Your task: What is needed is an exact copy of the entries below, from the line that contains "Put a point on every instance of the dense" through the final line, both included, and nothing else.

Data entries:
+===+

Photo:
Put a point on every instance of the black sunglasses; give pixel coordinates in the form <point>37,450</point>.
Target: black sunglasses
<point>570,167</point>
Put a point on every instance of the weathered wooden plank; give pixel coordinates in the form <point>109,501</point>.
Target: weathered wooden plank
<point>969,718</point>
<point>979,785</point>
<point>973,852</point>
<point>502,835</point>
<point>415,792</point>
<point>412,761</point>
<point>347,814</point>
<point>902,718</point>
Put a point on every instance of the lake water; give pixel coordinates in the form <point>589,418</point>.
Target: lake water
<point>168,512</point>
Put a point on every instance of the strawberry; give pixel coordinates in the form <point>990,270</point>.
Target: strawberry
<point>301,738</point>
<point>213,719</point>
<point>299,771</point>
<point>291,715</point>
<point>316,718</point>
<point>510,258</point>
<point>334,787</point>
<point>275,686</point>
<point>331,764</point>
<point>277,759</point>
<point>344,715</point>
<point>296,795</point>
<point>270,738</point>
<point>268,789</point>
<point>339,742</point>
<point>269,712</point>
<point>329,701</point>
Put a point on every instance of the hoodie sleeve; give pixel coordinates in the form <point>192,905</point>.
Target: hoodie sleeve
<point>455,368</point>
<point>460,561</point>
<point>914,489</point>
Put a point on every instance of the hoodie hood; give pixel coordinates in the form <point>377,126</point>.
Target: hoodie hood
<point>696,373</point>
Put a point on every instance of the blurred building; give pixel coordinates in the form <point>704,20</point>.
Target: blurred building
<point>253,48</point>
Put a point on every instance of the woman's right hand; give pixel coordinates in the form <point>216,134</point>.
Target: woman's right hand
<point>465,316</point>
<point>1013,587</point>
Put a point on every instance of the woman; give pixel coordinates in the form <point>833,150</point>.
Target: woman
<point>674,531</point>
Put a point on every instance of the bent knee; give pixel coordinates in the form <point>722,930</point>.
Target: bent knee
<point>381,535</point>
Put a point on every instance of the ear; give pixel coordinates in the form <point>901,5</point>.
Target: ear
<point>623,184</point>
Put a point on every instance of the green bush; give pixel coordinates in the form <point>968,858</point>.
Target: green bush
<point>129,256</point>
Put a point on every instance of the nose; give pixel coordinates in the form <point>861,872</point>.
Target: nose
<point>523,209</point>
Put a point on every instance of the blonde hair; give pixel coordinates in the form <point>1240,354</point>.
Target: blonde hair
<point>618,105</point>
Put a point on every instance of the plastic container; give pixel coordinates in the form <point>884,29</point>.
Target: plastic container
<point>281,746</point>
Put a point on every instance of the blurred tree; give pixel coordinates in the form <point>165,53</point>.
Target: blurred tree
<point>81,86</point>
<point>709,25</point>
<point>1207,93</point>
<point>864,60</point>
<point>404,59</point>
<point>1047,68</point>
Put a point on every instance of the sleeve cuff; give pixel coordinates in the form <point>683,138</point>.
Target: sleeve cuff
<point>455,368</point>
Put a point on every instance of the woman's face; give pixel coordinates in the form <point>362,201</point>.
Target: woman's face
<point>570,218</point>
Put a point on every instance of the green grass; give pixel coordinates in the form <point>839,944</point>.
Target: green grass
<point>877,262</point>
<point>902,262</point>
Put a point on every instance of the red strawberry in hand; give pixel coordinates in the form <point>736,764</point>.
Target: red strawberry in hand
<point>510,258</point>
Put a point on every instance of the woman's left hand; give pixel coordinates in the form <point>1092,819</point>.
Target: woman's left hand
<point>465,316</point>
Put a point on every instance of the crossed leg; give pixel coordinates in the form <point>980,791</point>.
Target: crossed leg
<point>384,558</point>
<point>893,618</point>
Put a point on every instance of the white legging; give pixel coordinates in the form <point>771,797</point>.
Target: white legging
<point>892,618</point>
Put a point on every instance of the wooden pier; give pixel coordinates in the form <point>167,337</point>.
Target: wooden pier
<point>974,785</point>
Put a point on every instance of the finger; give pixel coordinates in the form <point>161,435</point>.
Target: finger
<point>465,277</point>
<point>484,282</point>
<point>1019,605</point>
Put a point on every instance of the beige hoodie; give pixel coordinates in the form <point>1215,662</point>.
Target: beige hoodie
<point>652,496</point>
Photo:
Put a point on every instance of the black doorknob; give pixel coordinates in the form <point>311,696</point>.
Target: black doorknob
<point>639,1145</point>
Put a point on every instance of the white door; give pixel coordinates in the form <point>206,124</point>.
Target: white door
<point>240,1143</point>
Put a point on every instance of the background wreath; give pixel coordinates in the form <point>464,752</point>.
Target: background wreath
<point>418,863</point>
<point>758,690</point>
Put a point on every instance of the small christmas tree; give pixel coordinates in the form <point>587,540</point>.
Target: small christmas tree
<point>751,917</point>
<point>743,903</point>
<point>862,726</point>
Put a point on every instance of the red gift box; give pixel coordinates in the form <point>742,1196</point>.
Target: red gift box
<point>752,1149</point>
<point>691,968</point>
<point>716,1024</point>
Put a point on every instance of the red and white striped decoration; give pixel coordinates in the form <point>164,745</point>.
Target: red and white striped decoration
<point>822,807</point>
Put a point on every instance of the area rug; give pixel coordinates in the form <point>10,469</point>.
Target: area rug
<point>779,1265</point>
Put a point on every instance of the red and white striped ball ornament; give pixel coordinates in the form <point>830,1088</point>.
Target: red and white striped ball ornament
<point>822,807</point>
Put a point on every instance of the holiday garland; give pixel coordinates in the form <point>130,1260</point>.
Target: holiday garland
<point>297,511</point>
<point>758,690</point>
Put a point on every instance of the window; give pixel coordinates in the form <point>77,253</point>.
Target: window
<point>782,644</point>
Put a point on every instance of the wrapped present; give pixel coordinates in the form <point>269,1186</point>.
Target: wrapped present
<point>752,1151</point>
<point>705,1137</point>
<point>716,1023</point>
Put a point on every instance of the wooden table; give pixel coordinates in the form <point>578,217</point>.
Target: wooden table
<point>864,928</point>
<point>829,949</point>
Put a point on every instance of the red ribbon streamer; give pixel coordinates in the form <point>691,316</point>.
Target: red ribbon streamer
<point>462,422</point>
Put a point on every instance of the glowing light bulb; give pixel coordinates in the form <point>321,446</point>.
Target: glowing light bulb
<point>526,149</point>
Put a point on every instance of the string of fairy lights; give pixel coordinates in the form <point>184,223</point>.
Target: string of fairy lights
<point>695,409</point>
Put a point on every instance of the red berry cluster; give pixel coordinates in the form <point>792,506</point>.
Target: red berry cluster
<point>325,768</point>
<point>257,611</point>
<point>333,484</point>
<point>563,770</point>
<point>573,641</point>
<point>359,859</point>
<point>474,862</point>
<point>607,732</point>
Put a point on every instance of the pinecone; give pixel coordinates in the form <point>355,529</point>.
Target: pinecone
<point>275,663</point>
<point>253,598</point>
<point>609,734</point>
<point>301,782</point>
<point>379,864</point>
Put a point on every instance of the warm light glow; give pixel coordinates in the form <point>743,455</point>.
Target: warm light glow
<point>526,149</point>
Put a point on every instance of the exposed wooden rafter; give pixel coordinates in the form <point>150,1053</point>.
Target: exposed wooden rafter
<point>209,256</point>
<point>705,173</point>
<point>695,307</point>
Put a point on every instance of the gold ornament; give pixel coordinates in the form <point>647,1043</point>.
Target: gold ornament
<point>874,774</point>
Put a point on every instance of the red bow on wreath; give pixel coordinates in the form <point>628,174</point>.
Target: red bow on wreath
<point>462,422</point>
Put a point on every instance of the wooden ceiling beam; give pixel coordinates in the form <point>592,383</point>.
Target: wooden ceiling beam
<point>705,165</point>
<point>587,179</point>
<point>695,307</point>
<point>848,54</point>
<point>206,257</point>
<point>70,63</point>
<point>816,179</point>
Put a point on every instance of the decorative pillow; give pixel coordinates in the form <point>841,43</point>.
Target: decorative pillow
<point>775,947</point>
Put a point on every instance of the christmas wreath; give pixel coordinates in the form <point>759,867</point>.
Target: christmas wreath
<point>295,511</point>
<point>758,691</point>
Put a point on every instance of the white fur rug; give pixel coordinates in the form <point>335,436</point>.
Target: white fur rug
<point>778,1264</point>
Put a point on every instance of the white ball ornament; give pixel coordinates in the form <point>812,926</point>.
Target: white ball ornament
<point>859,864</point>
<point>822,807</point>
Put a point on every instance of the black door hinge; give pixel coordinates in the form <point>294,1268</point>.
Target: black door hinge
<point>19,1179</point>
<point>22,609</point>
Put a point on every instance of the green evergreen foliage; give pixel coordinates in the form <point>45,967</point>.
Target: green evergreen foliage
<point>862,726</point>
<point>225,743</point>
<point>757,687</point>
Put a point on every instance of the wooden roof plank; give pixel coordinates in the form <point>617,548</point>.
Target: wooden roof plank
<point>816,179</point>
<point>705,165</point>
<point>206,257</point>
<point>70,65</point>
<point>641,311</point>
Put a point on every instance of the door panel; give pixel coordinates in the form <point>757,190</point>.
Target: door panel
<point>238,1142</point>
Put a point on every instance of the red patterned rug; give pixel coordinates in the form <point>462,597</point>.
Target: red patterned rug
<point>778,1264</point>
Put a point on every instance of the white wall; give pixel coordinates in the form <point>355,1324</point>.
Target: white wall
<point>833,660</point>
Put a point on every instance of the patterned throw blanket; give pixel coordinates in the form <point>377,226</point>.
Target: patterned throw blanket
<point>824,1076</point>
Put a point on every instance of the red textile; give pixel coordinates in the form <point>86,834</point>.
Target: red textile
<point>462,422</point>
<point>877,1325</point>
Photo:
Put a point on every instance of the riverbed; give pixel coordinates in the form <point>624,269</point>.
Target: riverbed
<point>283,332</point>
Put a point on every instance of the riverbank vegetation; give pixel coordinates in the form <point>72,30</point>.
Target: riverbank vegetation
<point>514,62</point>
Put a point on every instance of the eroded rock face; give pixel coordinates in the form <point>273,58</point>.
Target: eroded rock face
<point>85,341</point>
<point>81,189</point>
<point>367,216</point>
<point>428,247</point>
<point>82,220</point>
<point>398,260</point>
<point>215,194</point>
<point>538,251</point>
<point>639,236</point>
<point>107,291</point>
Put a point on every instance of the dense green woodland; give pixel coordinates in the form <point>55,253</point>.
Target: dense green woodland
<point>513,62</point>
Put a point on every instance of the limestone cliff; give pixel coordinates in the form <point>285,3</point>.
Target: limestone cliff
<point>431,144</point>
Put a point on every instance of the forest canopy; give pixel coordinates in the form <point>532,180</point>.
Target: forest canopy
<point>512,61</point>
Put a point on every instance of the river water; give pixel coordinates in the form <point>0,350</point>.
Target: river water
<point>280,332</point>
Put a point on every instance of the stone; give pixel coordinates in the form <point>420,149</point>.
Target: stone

+===+

Exercise output:
Put a point on every instance of the dense green woodland; give pixel coordinates in the form <point>55,253</point>.
Target: dense green woodland
<point>513,62</point>
Put a point on every instance of the limestone cliff; give pixel coordinates in the form <point>285,3</point>.
Target: limestone cliff
<point>431,144</point>
Put a point on every instance of the forest canopy; give pixel coordinates in the form <point>532,180</point>.
Target: forest canopy
<point>512,61</point>
Put a point on every instance of the river water; give pixel coordinates in the form <point>0,350</point>.
Target: river water
<point>280,332</point>
Put a point on every instance of the stone; give pixel coordinates in the form <point>420,149</point>.
Target: stone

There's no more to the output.